- _Exercises_:
a. State whether each statement agrees with the passage on cyanides, answering yes or no and quoting the deciding words from the passage: (i) The cyanide ion is isoelectronic with carbon monoxide. (ii) Alkaline solutions evolve hydrogen cyanide gas. (iii) Nitriles release cyanide ions.
b. Echo the stretch of the passage on cyanides from "Organic cyanides are" through "nontoxic unless burned.".

- _Selected text_:
================================

A cyanide is any chemical compound that contains monovalent combining group CN. This group, known as the cyano group, consists of a carbon atom triple-bonded to a nitrogen atom.
In inorganic cyanides, such as sodium cyanide and potassium cyanide this group is present as the negatively charged polyatomic cyanide ion (CN−); these compounds, which are regarded as salts of hydrocyanic acid, are highly toxic. The cyanide ion is isoelectronic with carbon monoxide and with molecular nitrogen.
Organic cyanides are usually called nitriles; in these, the CN group is linked by a covalent bond to a carbon-containing group, such as methyl (CH3) in methyl cyanide (acetonitrile). Because they do not release cyanide ions, nitriles are generally less toxic, or in the case of insoluble polymers such as acrylic fiber, essentially nontoxic unless burned.
Many cyanides are highly toxic. The most hazardous compound is hydrogen cyanide, which is a gas at ambient temperatures and pressure and can therefore be inhaled. For this reason, an air respirator supplied by an external oxygen source must be worn when working with hydrogen cyanide. Hydrogen cyanide is produced when a solution containing a labile cyanide is made acidic, because HCN is a weak acid. Alkaline solutions are safer to use because they do not evolve hydrogen cyanide gas. Hydrogen cyanide may be produced in the combustion of polyurethanes; for this reason, polyurethanes are not recommended for use in domestic and aircraft furniture. Oral ingestion of a small quantity of solid cyanide or a cyanide solution as little as 200 mg, or to airborne cyanide of 270 ppm is sufficient enough to cause death within minutes.

================================

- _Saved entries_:
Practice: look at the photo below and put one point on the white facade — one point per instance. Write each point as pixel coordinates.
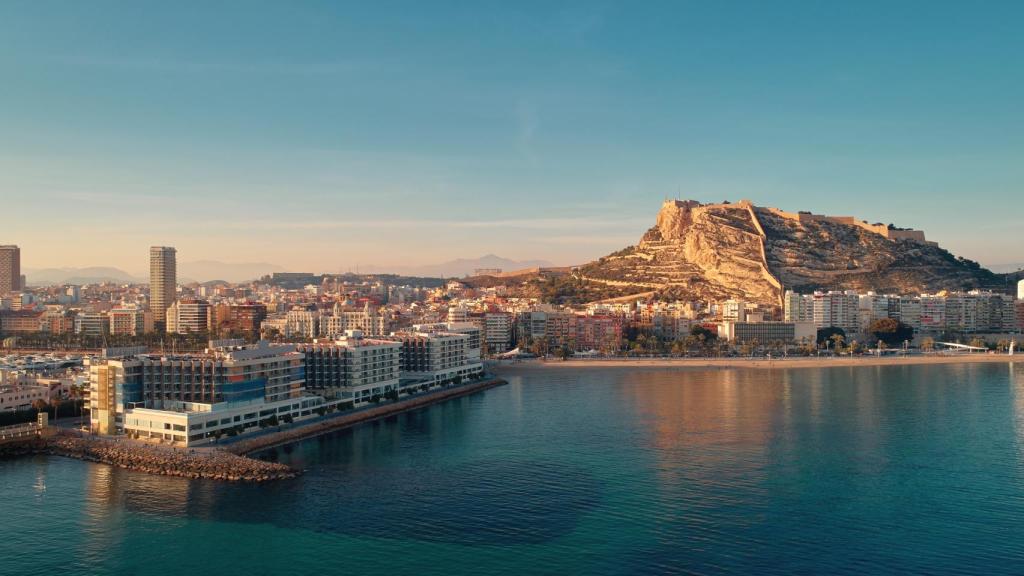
(838, 310)
(799, 307)
(202, 423)
(22, 397)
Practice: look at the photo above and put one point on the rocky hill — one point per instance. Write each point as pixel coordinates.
(721, 251)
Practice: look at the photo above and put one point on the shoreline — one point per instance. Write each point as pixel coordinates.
(228, 462)
(244, 447)
(759, 363)
(155, 459)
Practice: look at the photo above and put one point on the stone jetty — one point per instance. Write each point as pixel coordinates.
(184, 462)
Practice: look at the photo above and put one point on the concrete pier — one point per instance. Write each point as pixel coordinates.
(343, 420)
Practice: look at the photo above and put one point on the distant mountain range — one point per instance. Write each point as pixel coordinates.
(207, 271)
(90, 275)
(715, 252)
(1007, 269)
(458, 268)
(202, 271)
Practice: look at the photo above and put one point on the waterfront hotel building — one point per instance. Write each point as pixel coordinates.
(193, 399)
(352, 368)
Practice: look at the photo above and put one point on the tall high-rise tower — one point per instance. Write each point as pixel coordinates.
(163, 281)
(10, 269)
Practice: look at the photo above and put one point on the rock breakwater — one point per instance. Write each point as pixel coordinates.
(204, 462)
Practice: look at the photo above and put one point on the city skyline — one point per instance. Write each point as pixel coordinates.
(330, 138)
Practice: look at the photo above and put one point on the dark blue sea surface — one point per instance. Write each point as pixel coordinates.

================================

- _Response list_:
a.
(i) Yes: "The cyanide ion is isoelectronic with carbon monoxide and with molecular nitrogen."
(ii) No: "Alkaline solutions are safer to use because they do not evolve hydrogen cyanide gas."
(iii) No: "Because they do not release cyanide ions, nitriles are generally less toxic"

b.
Organic cyanides are usually called nitriles; in these, the CN group is linked by a covalent bond to a carbon-containing group, such as methyl (CH3) in methyl cyanide (acetonitrile). Because they do not release cyanide ions, nitriles are generally less toxic, or in the case of insoluble polymers such as acrylic fiber, essentially nontoxic unless burned.